> Assigned task: From the Jennifer Gurney profile, pull out word for word the stretch that begins with the words "Jennifer Gurney, MD" and stops after "DoD trauma care.".

> Passage shown:
= = = = =
Jennifer Gurney, MD FACS

COL Gurney has worked with JTS since 2012 in one capacity or another. She has dedicated her career to improving care of the combat casualty, making her an ideal candidate to lead JTS.
COL Gurney helped run the world-renowned Burn Care Unit as the Deputy Director, where she is the go-to expert for Burn Care and a teacher to residents. She provides strategic guidance to the JTS trauma care delivery team as Chief of Trauma Systems Development. She chaired the JTS Defense Committees of Trauma, leading over 150 subject matter experts in prehospital, surgical, and en route care in a multidisciplinary and tri-service collaboration to guide DoD trauma care.
COL Gurney has led efforts to better surgical practices and procedures across the globe, from working with Honduran surgeons to share knowledge to reviewing combat mortalities in South CCMD to assessing the African CCMD trauma system through surveys of Role 1 and Role 2 care and onsite visits. As the Army State representative to the American College of Surgeons Committee on Trauma, COL Gurney supported the development of the military-civilian partnership guide. She helped develop the Combat Readiness metrics for deploying surgeons. Referred to the Joint Knowledge, Skills and Abilities Project, COL Gurney has been a leader in establishing the detailed expectations for expeditionary surgery. She was first to evaluate the epidemiology and trends of injury among U.S. female service members in the Iraq and Afghanistan wars.
= = = = =
> Dataset content:
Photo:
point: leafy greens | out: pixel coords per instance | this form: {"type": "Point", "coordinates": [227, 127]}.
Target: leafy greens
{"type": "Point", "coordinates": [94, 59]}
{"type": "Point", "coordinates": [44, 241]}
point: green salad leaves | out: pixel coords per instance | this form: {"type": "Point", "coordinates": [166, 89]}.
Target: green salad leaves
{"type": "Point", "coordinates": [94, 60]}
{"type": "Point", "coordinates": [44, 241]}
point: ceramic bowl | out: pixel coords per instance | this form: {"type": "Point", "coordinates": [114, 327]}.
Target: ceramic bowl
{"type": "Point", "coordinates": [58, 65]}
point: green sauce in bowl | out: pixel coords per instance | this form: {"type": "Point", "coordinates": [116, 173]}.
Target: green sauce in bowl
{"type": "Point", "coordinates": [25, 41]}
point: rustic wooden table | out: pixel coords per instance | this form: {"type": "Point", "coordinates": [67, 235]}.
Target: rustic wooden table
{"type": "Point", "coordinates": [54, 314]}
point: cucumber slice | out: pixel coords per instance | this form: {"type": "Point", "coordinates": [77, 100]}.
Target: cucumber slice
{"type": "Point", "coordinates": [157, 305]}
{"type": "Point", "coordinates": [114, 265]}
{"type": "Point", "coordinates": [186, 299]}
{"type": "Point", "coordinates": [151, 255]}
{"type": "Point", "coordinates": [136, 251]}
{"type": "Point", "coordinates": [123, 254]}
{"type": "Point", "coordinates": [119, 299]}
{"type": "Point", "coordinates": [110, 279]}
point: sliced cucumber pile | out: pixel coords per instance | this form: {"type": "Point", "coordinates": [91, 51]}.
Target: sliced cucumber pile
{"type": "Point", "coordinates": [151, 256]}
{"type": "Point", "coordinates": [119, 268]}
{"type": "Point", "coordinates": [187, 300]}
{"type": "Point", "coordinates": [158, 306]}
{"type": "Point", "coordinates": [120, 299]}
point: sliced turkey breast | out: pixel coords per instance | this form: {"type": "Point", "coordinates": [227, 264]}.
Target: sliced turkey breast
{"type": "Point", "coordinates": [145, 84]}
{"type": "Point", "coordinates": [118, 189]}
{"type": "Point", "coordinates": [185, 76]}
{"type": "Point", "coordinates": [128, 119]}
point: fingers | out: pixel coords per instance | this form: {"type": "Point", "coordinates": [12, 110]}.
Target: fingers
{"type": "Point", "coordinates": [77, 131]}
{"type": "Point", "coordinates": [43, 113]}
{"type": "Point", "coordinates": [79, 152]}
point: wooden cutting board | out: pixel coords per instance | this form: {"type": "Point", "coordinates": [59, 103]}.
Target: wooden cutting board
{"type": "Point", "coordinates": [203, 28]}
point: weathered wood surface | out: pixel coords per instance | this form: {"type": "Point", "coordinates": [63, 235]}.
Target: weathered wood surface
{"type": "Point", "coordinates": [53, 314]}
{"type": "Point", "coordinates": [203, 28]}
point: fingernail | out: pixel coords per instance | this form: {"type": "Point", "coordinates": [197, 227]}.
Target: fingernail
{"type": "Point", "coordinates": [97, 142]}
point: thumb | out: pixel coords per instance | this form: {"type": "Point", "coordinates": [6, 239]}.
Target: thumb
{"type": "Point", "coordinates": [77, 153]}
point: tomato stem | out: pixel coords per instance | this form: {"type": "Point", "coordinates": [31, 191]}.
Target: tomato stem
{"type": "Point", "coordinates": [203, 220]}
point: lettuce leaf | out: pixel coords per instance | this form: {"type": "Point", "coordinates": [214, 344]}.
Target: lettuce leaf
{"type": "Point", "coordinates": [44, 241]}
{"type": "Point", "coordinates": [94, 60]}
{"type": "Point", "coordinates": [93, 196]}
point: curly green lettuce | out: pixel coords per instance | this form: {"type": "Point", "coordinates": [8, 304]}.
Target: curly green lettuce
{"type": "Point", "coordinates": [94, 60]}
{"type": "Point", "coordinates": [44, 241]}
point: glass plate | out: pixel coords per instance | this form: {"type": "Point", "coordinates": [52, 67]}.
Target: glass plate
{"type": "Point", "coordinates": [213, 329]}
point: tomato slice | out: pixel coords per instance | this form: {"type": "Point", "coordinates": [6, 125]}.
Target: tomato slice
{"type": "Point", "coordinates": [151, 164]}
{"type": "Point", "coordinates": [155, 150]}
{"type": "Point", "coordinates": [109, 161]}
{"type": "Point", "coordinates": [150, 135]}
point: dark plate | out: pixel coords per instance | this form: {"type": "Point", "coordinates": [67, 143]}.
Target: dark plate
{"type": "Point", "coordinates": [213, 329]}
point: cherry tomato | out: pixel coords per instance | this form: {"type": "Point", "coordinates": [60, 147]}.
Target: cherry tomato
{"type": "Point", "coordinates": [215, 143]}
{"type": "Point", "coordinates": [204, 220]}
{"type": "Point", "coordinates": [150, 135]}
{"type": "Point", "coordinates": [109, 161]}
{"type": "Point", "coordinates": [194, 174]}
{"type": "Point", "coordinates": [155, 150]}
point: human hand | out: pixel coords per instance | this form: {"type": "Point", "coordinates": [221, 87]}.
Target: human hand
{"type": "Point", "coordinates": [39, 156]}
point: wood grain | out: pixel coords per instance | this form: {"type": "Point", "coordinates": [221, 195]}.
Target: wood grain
= = = = =
> Answer area:
Jennifer Gurney, MD FACS

COL Gurney has worked with JTS since 2012 in one capacity or another. She has dedicated her career to improving care of the combat casualty, making her an ideal candidate to lead JTS.
COL Gurney helped run the world-renowned Burn Care Unit as the Deputy Director, where she is the go-to expert for Burn Care and a teacher to residents. She provides strategic guidance to the JTS trauma care delivery team as Chief of Trauma Systems Development. She chaired the JTS Defense Committees of Trauma, leading over 150 subject matter experts in prehospital, surgical, and en route care in a multidisciplinary and tri-service collaboration to guide DoD trauma care.